== ÉNONCÉ DE LA TÂCHE ==
Extrayez des enregistrements ci-dessous chaque ligne qui contient le mot « perforated ».

== ENREGISTREMENTS FOURNIS ==

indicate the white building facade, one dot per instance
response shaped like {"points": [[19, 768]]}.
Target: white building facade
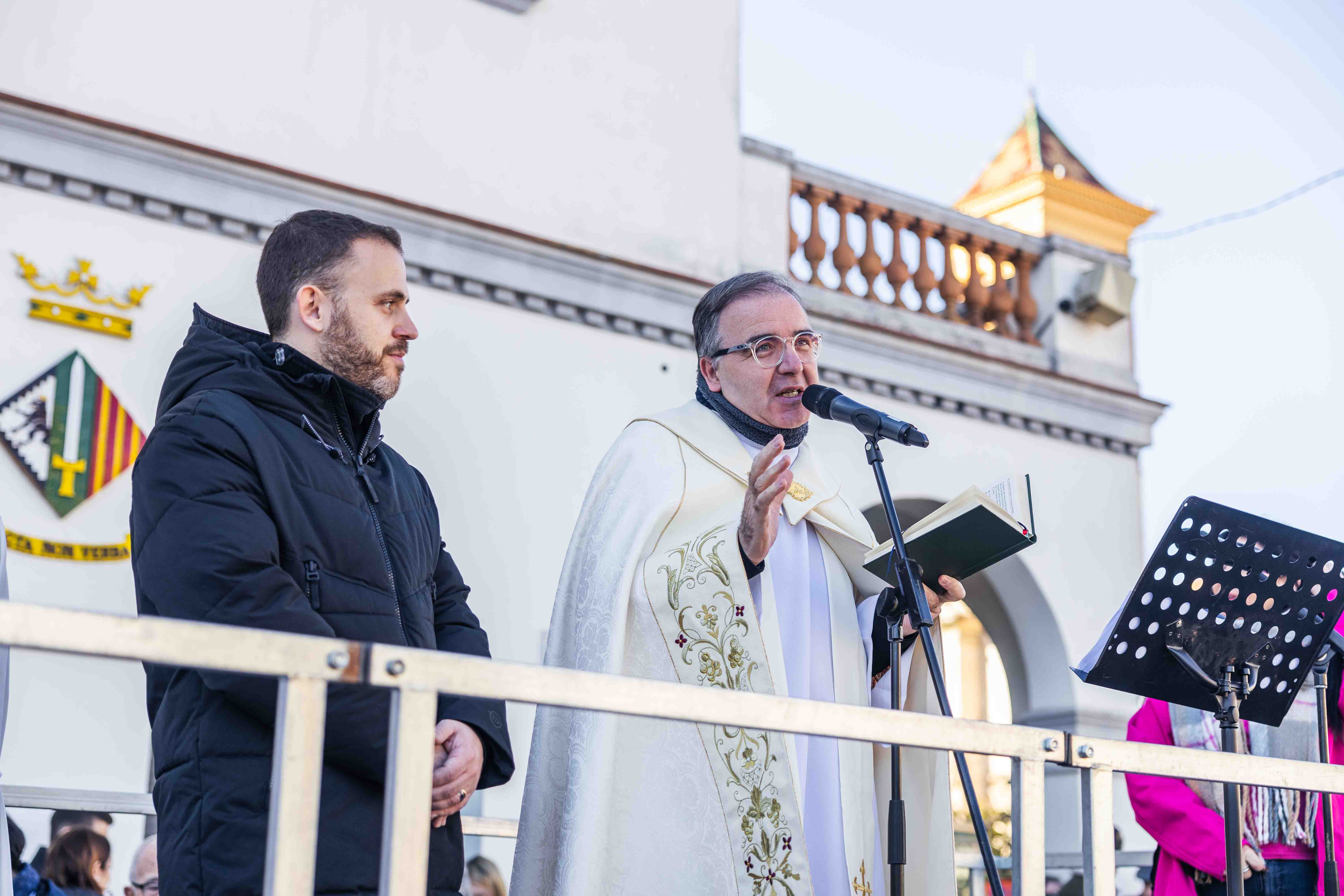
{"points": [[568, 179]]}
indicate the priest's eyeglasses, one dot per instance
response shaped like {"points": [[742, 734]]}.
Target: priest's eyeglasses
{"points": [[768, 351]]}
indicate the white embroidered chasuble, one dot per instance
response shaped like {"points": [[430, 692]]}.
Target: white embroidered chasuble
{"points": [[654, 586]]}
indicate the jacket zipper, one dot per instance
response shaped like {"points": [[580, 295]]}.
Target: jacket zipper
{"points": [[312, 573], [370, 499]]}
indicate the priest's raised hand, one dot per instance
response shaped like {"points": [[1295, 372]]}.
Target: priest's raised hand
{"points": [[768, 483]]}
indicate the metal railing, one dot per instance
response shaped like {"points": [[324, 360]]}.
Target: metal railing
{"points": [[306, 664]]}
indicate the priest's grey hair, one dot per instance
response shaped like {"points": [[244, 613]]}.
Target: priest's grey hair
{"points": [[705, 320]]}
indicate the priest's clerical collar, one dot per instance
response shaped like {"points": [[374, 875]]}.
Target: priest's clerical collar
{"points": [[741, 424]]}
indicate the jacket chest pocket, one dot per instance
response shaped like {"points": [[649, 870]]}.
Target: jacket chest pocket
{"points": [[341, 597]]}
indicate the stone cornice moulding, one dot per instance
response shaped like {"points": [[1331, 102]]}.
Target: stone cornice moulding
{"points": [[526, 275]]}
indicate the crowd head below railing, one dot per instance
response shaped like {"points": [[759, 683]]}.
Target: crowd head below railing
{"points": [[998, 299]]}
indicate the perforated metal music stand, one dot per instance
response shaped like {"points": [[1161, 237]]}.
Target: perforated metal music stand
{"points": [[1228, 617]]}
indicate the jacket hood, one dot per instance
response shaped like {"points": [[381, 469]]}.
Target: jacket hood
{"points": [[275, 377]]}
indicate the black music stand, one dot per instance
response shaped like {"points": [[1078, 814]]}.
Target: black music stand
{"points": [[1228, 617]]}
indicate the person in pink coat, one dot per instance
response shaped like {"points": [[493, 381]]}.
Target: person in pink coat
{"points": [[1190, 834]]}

...

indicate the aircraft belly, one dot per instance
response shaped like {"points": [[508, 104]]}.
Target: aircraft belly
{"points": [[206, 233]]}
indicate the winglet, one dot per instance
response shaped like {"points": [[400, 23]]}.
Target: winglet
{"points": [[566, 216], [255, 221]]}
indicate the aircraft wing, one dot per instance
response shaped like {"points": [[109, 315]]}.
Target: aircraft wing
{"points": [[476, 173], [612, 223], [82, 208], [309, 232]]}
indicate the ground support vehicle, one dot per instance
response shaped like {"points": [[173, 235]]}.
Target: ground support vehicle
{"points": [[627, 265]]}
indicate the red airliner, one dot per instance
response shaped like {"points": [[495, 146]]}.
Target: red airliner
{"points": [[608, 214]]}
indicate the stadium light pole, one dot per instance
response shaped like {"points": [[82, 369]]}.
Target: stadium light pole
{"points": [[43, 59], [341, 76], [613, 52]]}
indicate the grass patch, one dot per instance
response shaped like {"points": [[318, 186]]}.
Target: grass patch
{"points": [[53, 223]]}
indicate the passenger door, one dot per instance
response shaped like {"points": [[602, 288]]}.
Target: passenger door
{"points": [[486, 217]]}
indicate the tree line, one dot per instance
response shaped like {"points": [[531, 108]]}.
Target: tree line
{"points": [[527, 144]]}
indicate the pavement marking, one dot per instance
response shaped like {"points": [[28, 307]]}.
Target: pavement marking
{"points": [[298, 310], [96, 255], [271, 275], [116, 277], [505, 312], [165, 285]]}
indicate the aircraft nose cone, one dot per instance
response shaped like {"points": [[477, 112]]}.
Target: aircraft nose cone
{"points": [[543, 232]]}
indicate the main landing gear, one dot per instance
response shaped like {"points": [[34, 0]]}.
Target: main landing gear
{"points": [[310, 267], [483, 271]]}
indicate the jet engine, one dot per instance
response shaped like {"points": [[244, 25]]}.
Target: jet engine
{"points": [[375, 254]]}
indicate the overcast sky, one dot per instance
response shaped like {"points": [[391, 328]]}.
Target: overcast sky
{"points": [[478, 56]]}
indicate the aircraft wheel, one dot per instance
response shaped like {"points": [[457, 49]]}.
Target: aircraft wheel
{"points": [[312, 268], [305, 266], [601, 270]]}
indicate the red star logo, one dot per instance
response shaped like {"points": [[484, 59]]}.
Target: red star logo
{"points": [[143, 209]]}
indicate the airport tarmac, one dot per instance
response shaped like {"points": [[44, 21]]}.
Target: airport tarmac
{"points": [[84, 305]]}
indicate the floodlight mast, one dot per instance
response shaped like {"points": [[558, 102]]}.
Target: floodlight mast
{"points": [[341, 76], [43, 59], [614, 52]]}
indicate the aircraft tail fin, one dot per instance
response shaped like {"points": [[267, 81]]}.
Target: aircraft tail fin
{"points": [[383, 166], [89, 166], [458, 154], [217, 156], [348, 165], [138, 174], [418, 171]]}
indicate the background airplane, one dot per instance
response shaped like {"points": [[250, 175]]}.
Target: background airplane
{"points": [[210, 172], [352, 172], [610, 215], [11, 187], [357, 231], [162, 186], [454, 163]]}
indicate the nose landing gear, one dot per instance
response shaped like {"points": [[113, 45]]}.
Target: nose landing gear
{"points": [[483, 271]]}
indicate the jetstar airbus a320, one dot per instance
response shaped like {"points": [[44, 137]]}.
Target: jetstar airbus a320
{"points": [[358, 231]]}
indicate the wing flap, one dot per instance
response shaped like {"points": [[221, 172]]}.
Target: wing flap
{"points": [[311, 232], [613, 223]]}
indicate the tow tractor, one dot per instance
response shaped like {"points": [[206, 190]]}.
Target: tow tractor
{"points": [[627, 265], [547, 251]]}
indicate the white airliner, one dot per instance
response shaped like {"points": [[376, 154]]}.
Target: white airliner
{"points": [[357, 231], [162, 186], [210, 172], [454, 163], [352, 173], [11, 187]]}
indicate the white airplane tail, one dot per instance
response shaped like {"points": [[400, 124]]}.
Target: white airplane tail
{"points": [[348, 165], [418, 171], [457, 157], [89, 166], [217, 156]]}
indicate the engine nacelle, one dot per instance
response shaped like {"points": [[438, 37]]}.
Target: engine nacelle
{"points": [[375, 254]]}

== RÉSULTAT ATTENDU ==
indicate the perforated metal music stand, one dot per instance
Target: perforated metal music stand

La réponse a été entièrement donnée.